### WHAT YOU SHOULD DO:
Give again, word for word, each line below starting at the one that contains "Query: metal scoop handle" and ending at the one that contains "of the cookie".

** DATA follows **

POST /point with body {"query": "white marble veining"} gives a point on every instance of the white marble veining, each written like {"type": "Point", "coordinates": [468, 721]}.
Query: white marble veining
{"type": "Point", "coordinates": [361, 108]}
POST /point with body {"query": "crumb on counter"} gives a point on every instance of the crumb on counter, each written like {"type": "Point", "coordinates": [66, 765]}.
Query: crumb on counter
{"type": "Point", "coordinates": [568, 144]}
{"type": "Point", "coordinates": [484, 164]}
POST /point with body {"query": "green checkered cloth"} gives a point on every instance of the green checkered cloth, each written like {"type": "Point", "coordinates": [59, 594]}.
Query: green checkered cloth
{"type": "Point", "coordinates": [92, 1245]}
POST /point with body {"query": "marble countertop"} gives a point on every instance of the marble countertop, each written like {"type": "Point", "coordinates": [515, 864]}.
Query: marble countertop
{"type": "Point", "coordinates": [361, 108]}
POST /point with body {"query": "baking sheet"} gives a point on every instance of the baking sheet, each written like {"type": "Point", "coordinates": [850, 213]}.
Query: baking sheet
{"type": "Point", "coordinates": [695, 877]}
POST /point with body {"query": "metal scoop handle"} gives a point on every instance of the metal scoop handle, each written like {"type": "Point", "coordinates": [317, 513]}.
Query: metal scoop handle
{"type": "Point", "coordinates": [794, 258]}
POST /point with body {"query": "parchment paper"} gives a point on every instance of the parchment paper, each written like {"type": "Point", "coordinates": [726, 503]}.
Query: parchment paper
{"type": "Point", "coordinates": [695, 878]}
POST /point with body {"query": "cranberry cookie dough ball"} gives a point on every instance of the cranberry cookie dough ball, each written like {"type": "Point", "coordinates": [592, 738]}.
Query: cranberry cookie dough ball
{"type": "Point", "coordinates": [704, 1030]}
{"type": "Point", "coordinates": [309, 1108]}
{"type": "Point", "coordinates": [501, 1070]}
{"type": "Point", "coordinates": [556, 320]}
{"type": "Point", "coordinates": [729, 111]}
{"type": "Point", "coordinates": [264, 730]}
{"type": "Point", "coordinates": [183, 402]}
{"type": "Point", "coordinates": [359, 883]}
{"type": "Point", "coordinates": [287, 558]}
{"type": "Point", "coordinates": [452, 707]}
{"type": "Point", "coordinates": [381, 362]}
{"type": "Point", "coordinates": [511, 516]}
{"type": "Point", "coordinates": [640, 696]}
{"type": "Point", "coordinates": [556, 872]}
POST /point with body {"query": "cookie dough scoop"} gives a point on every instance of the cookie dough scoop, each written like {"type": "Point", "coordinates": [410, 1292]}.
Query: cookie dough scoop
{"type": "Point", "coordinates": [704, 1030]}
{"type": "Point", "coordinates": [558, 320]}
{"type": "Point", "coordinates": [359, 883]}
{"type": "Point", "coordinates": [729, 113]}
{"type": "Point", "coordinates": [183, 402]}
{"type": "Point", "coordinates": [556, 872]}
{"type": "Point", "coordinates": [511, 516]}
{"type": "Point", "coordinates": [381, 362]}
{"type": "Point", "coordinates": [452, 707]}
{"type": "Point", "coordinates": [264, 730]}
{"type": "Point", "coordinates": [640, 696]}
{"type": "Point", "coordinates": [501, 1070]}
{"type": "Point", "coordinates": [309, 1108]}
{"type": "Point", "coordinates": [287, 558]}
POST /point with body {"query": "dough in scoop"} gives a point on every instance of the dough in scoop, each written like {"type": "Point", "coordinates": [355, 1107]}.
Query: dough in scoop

** End of DATA **

### EXERCISE OUTPUT:
Query: metal scoop handle
{"type": "Point", "coordinates": [794, 258]}
POST /point with body {"query": "parchment paper"} gives a point on every instance of the parchment paper, each written like {"type": "Point", "coordinates": [726, 503]}.
Query: parchment paper
{"type": "Point", "coordinates": [695, 878]}
POST /point with body {"query": "cranberry cookie dough ball"} gives a point on every instance of the cranberry cookie dough ball, each written like {"type": "Point", "coordinates": [592, 738]}.
Query: cranberry cookie dough ball
{"type": "Point", "coordinates": [704, 1030]}
{"type": "Point", "coordinates": [309, 1108]}
{"type": "Point", "coordinates": [501, 1070]}
{"type": "Point", "coordinates": [556, 320]}
{"type": "Point", "coordinates": [729, 111]}
{"type": "Point", "coordinates": [264, 730]}
{"type": "Point", "coordinates": [183, 402]}
{"type": "Point", "coordinates": [359, 883]}
{"type": "Point", "coordinates": [287, 558]}
{"type": "Point", "coordinates": [452, 707]}
{"type": "Point", "coordinates": [381, 362]}
{"type": "Point", "coordinates": [511, 516]}
{"type": "Point", "coordinates": [640, 696]}
{"type": "Point", "coordinates": [556, 872]}
POST /point with body {"query": "cookie dough scoop"} gives a point on every instance of the cookie dough scoop, each written like {"type": "Point", "coordinates": [410, 1292]}.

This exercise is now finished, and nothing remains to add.